Objective a:
In the records, turn the part that begins with the line containing "of the black" and ends with the line containing "279 707 L 330" into a JSON list of strings, one string per line, leaving out blank lines. Include only those lines.
:: Passage to read ::
SOC 2 Readiness Support

SOC 2 isn't a certification. It's a report. We get you ready to earn it.

Type 1 and Type 2 readiness — we take you to the attestation report issued by an independent CPA firm.

SOC 2 readiness support is a structured engagement that prepares your organization for the examination conducted by an independent CPA firm and for obtaining a SOC 2 report aligned with the AICPA's Trust Services Criteria (TSC) 2017 (with revised points of focus in 2022). Factero leads the client-side process: report type selection (Type 1 or Type 2) and criteria selection (Security mandatory, plus Availability, Processing Integrity, Confidentiality, Privacy), gap analysis, control implementation, System Description drafting, internal audit, and support through the CPA examination. We prepare — we don't issue the report. The SOC 2 report is issued exclusively by an independent CPA firm in accordance with AICPA SSAE No. 23 standards. That's what gives it value. Engagement led by a CISA-certified principal associate, with TSC 2017 as the target and NIST-CSF as supporting framework.

Who is it for?

SaaS vendors, cloud platforms, and B2B providers receiving security questionnaires from US or international corporate clients — where SOC 2 has become a standard commercial prerequisite.

Quebec and Canadian technology companies selling into the US market and discovering that SOC 2 is the common language of B2B North America.

Growing organizations preparing a funding round, acquisition, or international expansion — where SOC 2 is an expected maturity signal for investors and acquirers.

Vendors handling sensitive data for clients in financial services, healthcare, or US tech — where the absence of SOC 2 disqualifies you at the questionnaire stage.

Companies that already have a SOC 2 Type 1 and now need to move to Type 2 (controls operating effectively over time, typically 6 to 12 months).
:::
Objective b:
Extend the SOC 2 readiness page from the point where it stops.
:: Material for this task ::
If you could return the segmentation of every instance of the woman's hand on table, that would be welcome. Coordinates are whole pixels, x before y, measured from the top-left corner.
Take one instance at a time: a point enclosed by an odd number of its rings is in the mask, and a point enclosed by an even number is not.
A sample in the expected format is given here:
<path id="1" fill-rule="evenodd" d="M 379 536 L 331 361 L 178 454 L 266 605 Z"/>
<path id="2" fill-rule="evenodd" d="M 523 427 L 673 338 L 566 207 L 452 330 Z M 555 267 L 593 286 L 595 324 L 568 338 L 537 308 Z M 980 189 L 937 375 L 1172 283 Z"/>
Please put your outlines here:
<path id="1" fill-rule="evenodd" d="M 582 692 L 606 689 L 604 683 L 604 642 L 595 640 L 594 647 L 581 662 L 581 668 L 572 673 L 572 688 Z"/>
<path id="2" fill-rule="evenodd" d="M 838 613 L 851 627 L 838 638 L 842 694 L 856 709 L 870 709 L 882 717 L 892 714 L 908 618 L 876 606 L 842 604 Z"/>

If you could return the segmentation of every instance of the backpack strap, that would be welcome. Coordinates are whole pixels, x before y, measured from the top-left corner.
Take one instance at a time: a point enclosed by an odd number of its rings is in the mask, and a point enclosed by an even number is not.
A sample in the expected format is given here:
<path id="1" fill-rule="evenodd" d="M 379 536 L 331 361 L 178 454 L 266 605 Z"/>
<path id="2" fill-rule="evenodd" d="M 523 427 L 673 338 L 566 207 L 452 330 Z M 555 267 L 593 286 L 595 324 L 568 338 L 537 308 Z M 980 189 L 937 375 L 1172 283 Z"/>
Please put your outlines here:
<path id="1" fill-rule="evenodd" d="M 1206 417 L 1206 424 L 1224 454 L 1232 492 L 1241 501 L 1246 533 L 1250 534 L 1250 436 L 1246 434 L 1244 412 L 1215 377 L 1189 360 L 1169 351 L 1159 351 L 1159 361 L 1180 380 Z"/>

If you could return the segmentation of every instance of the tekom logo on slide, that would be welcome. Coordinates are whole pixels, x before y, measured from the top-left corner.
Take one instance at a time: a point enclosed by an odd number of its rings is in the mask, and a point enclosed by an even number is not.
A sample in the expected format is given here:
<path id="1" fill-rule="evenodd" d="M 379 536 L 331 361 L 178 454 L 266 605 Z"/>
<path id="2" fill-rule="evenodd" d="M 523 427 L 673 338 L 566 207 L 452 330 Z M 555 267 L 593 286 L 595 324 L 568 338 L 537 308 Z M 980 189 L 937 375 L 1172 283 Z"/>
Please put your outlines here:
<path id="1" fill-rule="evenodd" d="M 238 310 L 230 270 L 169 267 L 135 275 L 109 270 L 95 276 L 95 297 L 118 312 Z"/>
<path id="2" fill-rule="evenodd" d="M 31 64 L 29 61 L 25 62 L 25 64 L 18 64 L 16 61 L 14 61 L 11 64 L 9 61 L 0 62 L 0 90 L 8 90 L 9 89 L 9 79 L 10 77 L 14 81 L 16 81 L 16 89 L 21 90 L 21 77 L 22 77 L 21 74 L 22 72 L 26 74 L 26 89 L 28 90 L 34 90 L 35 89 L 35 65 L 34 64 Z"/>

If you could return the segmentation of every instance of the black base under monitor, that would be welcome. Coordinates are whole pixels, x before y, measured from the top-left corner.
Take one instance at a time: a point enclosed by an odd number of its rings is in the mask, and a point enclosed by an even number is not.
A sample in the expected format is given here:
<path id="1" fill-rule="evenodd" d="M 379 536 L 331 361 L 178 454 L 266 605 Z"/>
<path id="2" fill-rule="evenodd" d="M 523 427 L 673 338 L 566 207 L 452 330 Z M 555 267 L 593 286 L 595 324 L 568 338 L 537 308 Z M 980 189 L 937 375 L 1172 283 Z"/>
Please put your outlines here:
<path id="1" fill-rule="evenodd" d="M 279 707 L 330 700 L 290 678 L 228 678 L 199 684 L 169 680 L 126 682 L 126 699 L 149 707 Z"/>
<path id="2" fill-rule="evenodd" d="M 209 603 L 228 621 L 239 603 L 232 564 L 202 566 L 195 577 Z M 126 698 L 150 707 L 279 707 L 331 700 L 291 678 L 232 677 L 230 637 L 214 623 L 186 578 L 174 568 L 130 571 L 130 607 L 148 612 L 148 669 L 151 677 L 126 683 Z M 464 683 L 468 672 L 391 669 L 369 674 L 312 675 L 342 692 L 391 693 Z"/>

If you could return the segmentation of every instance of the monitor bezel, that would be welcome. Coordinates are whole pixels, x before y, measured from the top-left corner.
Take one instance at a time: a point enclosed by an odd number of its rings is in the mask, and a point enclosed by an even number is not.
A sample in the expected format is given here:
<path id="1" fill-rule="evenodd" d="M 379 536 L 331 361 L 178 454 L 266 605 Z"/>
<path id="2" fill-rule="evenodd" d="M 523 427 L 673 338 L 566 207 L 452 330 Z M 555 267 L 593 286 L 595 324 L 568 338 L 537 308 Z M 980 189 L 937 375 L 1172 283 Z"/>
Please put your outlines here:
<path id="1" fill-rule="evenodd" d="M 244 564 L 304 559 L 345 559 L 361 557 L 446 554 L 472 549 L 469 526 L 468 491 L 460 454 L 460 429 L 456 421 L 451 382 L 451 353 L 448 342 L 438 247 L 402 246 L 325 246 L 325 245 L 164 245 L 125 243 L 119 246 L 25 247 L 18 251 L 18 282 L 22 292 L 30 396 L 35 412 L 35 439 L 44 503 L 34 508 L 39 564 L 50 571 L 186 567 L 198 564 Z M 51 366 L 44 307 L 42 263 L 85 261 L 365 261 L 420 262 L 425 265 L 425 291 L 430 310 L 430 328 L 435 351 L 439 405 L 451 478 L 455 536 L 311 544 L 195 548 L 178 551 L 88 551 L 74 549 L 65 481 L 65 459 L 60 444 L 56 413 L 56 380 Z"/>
:::
Output a:
[
  "If you could return the segmentation of every instance of the black base under monitor, that would be welcome. Coordinates are whole pixels, x before y, measured from the top-left corner.",
  "Take one instance at a time: a point enclosed by an odd number of its rings is in the mask, and a point enclosed by an even number is not.",
  "A sample in the expected format is given here:",
  "<path id=\"1\" fill-rule=\"evenodd\" d=\"M 379 536 L 331 361 L 178 454 L 266 605 Z\"/>",
  "<path id=\"2\" fill-rule=\"evenodd\" d=\"M 523 427 L 673 338 L 566 207 L 452 330 Z M 555 267 L 593 286 L 595 324 L 568 338 L 537 308 Z M 980 189 L 937 375 L 1172 283 Z\"/>",
  "Please put your outlines here:",
  "<path id=\"1\" fill-rule=\"evenodd\" d=\"M 279 707 L 330 700 L 290 678 L 228 678 L 199 684 L 169 680 L 126 682 L 126 699 L 149 707 Z\"/>"
]

Output b:
Organizations whose previous SOC 2 report expired or contained exceptions (qualified opinion) and who want to structure the next observation period correctly.

When does it help?

If you recognize yourself in any of these situations, this service is designed for you.
  • A US client requires a recent SOC 2 report (less than 12 months) and you don't have one — or your report is 2 years old.
  • You're completing more and more client security questionnaires and want a process that answers 80% of them once and for all, with a report you can share under NDA.
  • You're hesitating between SOC 2 Type 1 (faster, lighter) and Type 2 (required by most large clients) — and you want an outside perspective to decide.
  • Your CPA firm tells you you're "ready" — but your internal team knows it's not quite true.
  • You received a SOC 2 report with exceptions (qualified) last time and need to ensure the next observation period is clean.
  • You're already compliant with Law 25, ISO 27001, or CAN/DGSI 104 and want to build on that work for SOC 2 without starting over.
  • You're planning a funding round or acquisition within 12 months and know SOC 2 will come up in due diligence.
  • Your organization has grown fast; the informal controls that worked at 10 employees don't hold at 50 — and SOC 2 is the opportunity to structure.

What will you receive?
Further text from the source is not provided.